▶ **What you have to do**
Your task is to write out exactly the lines from the line containing "gray pillow, I would be grateful." through the end of the records, inclusive at both ends.

▶ **Source data**
□ □ □

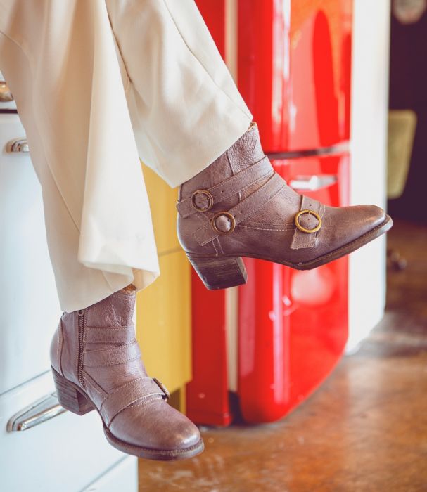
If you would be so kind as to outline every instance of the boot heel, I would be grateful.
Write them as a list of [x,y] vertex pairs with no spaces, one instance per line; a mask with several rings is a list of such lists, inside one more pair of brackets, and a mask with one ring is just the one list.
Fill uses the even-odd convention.
[[187,253],[193,268],[209,290],[246,283],[246,268],[241,257],[198,257]]
[[52,368],[53,381],[56,387],[56,396],[58,401],[65,410],[68,410],[78,415],[84,415],[85,413],[94,410],[93,405],[86,396],[68,381],[59,373]]

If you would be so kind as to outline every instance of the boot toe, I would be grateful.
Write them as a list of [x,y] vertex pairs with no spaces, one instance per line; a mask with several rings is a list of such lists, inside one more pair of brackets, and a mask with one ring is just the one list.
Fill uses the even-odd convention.
[[113,420],[110,432],[121,441],[159,451],[182,451],[200,441],[198,427],[165,401],[127,407]]

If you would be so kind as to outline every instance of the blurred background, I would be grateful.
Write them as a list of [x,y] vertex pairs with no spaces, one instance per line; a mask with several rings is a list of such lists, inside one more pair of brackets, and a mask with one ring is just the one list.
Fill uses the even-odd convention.
[[177,241],[177,190],[142,164],[162,275],[139,294],[137,337],[206,449],[127,456],[96,413],[56,399],[41,191],[0,74],[1,489],[426,491],[427,0],[196,4],[276,171],[328,205],[388,207],[395,226],[312,271],[245,259],[246,285],[208,292]]

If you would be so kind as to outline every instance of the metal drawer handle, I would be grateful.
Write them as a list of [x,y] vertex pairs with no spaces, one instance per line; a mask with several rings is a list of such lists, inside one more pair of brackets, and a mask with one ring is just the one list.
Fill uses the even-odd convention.
[[338,181],[336,174],[320,174],[313,176],[298,176],[289,182],[291,188],[295,190],[316,191],[321,188],[331,186]]
[[11,89],[4,80],[0,80],[0,103],[10,103],[13,101]]
[[58,403],[56,394],[52,393],[15,413],[9,419],[6,430],[8,432],[27,430],[66,411]]
[[7,146],[8,152],[30,152],[28,142],[26,138],[17,138],[11,141]]

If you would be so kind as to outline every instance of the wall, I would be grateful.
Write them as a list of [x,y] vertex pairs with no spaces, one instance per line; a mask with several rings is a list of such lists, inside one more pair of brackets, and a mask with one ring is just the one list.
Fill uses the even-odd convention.
[[[355,0],[350,200],[385,205],[390,0]],[[350,337],[354,351],[383,315],[385,238],[350,258]]]

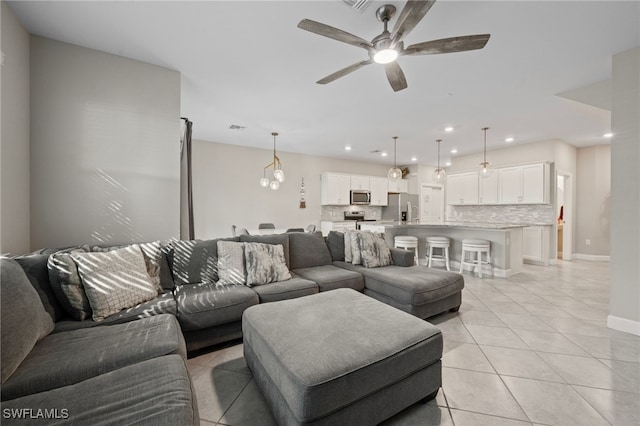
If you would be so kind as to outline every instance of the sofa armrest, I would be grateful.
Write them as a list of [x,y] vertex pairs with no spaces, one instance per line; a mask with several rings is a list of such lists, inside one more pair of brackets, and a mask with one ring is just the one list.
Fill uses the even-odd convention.
[[397,248],[390,248],[391,257],[393,258],[393,264],[397,266],[413,266],[413,251]]

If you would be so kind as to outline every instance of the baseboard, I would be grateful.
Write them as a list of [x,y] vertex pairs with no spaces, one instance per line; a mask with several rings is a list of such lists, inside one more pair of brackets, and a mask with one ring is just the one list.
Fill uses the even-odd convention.
[[640,336],[640,322],[638,321],[609,315],[607,317],[607,327],[613,330]]
[[588,260],[590,262],[609,262],[611,256],[597,255],[597,254],[580,254],[574,253],[573,257],[577,260]]

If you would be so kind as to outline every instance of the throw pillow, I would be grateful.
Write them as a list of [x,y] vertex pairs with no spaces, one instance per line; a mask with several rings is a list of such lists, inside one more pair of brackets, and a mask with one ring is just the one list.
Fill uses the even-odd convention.
[[245,284],[244,243],[218,241],[217,285]]
[[261,285],[291,279],[280,245],[244,243],[247,285]]
[[389,250],[383,234],[361,232],[358,234],[358,244],[362,256],[362,265],[365,267],[377,268],[393,264],[391,250]]
[[72,253],[71,256],[78,265],[94,321],[102,321],[158,295],[138,244],[102,253]]
[[60,251],[49,256],[47,261],[53,292],[64,310],[78,321],[91,317],[91,305],[82,287],[78,266],[71,256],[87,251],[84,248]]

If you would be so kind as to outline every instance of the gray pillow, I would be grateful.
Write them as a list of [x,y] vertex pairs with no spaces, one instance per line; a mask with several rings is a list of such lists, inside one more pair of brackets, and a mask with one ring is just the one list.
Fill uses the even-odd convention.
[[22,267],[0,257],[2,383],[16,371],[38,340],[53,331],[53,321]]
[[158,296],[140,246],[107,252],[72,253],[91,304],[93,320],[102,321],[123,309]]
[[291,279],[281,245],[244,243],[247,285],[261,285]]
[[357,235],[362,265],[367,268],[389,266],[393,264],[391,250],[384,235],[378,232],[360,232]]
[[331,253],[322,232],[293,232],[289,235],[289,267],[310,268],[331,264]]
[[78,267],[72,253],[86,253],[84,248],[60,251],[49,256],[49,281],[62,307],[71,318],[82,321],[91,317],[91,305],[82,288]]
[[218,241],[218,285],[246,284],[244,243]]

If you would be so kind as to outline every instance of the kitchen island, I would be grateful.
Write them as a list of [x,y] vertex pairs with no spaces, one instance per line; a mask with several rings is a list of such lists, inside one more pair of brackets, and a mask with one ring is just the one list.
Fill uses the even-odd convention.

□ □ □

▶ **Exercise output**
If you would be so kind as to outline every instance of the gray pillow, I would be grateful.
Write them as a list of [x,y] vertex pairs with no spaces, one instance per line; a mask with several rings is a list of such lists, inside one more pair of brackets, and a mask with one ring is just the one list.
Fill uses the even-odd convention.
[[22,267],[0,257],[2,383],[16,371],[38,340],[53,331],[53,321]]
[[158,296],[140,246],[107,252],[72,253],[91,304],[93,320],[102,321],[123,309]]
[[291,279],[281,245],[244,243],[247,285],[261,285]]
[[357,235],[362,265],[367,268],[389,266],[393,264],[391,250],[384,235],[378,232],[360,232]]
[[331,253],[322,232],[293,232],[289,235],[289,267],[310,268],[331,264]]
[[78,267],[72,253],[86,253],[84,248],[60,251],[49,256],[49,281],[62,307],[71,318],[82,321],[91,317],[91,305],[82,288]]
[[218,241],[218,285],[246,284],[244,243]]

If you would be so kind as to outline every instance of the kitchen island, I would be grateful.
Write them as a list of [x,y] vertex pairs with no spaces, one instance per line; a mask with several rings is a list of such lists, inside one more pair of brackets, and a mask with one ring is just the one list.
Fill uses the even-odd convention.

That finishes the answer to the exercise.